• **Stated problem**
Locate every line in the listing that contains the string "window" and copy each one in full. Treat uppercase and lowercase letters as different.

++++++++++++++++++++

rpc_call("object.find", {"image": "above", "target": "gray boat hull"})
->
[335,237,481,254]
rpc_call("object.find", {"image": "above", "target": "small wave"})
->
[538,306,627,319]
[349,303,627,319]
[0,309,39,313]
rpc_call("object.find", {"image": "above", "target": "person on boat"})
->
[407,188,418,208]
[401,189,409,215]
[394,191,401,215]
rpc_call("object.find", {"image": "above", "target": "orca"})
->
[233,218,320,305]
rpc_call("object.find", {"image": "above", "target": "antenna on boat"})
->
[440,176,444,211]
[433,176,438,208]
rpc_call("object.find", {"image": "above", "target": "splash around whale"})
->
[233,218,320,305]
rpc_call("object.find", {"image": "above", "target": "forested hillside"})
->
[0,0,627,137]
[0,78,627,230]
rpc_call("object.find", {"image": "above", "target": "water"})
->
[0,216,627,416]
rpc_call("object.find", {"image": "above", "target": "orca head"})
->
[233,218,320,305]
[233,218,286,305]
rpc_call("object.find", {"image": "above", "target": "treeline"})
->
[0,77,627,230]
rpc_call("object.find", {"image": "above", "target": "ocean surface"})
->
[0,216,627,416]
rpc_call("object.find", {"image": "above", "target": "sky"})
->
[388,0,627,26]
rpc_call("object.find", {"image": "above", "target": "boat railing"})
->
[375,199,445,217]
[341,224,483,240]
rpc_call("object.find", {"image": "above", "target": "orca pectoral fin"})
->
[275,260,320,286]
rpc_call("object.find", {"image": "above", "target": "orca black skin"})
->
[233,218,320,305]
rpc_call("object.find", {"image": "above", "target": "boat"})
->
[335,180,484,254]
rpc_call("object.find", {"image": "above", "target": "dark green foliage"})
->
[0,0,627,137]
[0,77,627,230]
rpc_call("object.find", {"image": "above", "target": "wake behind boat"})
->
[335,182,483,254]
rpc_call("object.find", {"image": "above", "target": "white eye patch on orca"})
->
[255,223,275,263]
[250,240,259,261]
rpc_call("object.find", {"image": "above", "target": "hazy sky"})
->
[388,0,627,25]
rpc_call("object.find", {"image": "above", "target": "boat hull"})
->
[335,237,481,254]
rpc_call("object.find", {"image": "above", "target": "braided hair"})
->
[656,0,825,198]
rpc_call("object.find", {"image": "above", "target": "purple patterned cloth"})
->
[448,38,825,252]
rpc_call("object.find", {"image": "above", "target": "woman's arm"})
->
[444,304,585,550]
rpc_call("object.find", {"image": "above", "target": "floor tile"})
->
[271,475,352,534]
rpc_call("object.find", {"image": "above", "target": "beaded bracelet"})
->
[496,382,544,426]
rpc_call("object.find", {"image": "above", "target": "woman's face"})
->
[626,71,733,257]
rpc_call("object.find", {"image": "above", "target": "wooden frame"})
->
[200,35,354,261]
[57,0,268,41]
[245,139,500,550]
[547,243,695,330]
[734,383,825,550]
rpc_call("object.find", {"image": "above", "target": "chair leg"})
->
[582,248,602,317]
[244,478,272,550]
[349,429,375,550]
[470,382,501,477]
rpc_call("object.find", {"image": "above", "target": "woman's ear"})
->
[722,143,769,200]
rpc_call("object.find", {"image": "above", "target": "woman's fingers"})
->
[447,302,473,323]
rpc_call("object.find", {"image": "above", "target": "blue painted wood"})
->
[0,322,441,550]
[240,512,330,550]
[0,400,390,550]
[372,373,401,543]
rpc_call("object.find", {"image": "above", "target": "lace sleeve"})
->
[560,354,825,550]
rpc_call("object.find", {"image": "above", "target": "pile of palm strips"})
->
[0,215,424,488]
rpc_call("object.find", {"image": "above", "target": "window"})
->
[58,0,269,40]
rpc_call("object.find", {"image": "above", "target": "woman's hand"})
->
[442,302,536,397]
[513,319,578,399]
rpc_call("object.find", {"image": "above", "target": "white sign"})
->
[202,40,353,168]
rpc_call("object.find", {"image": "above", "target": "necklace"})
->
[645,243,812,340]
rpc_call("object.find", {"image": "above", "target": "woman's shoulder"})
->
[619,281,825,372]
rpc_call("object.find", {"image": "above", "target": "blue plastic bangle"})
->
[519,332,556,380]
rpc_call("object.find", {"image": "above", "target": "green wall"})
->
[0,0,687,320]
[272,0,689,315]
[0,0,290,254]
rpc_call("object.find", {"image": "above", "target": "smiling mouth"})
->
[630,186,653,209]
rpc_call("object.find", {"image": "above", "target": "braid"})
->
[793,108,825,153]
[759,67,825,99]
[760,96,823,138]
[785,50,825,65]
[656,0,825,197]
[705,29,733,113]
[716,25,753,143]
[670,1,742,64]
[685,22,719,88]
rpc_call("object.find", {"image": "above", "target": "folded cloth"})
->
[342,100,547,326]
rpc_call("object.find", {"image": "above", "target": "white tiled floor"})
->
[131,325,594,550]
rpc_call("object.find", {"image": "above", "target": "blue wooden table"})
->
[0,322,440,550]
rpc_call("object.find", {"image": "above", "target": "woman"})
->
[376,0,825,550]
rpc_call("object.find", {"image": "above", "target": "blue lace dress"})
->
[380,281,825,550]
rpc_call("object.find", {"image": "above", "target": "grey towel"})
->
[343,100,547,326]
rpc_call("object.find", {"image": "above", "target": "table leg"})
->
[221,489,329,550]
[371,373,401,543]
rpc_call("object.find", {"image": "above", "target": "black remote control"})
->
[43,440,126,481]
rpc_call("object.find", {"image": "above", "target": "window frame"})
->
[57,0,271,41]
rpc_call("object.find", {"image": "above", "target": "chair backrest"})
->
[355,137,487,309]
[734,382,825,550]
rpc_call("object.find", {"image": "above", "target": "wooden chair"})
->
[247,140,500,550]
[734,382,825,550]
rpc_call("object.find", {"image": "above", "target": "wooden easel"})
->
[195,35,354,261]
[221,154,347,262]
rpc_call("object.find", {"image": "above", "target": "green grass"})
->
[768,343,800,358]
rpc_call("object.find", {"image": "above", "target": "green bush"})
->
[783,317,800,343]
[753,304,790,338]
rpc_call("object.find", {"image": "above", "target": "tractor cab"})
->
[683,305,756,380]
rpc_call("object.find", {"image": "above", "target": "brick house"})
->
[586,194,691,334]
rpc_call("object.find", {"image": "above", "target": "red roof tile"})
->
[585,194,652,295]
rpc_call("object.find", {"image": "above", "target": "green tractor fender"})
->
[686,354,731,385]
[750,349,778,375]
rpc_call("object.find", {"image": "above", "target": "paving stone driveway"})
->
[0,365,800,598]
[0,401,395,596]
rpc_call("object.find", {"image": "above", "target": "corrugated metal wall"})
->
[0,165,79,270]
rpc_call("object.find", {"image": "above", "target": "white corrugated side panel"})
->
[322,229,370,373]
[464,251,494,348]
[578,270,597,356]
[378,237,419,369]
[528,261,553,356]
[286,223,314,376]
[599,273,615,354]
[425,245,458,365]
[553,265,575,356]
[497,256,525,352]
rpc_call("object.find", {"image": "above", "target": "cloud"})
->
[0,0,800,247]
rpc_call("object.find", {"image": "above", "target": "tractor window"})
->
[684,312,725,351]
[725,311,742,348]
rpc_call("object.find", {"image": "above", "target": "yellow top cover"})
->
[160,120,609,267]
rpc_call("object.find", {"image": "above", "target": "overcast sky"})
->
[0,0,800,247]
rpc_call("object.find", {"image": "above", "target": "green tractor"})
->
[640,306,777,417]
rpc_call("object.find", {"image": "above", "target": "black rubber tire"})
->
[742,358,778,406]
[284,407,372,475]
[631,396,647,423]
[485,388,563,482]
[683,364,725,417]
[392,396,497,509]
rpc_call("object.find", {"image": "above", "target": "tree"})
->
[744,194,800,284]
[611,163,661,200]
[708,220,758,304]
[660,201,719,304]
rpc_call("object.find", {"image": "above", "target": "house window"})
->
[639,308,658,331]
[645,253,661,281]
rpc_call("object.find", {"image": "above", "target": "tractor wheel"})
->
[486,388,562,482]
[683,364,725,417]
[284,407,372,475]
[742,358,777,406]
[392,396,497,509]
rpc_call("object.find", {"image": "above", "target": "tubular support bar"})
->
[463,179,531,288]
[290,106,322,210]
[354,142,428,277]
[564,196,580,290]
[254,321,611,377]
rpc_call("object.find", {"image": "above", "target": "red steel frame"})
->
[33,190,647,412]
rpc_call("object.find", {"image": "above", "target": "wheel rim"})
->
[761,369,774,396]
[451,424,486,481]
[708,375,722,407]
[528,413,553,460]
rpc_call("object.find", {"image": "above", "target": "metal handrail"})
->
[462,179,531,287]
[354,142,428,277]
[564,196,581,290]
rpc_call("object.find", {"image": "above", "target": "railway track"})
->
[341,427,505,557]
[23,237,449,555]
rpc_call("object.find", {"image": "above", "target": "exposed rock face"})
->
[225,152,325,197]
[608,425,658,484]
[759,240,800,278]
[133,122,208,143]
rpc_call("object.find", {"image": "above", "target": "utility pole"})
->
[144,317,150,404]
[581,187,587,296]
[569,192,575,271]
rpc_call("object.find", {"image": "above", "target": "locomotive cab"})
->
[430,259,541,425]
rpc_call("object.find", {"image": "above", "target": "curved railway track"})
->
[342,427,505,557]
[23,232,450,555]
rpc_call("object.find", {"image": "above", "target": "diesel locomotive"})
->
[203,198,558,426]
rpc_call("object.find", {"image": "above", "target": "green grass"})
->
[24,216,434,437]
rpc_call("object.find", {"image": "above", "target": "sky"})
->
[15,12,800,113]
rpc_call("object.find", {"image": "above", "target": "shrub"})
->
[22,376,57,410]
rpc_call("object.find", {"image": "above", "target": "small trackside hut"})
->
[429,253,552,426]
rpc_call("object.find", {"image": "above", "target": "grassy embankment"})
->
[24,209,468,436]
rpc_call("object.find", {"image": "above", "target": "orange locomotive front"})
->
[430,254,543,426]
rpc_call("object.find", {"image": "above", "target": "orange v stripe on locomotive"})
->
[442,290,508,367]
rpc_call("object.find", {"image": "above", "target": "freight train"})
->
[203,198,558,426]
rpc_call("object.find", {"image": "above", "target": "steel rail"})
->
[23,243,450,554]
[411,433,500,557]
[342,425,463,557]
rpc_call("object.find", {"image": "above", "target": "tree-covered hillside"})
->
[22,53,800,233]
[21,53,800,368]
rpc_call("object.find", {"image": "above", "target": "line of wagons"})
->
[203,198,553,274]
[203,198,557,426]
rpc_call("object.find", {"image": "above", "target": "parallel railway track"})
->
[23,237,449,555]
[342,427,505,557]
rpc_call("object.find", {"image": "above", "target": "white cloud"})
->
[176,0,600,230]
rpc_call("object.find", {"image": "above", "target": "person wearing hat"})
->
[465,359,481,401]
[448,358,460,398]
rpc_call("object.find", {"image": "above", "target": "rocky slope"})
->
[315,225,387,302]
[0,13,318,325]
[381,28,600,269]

++++++++++++++++++++

• **Result of this task**
rpc_call("object.find", {"image": "above", "target": "window"})
rpc_call("object.find", {"image": "above", "target": "window frame"})
rpc_call("object.find", {"image": "above", "target": "tractor window"})
rpc_call("object.find", {"image": "above", "target": "house window"})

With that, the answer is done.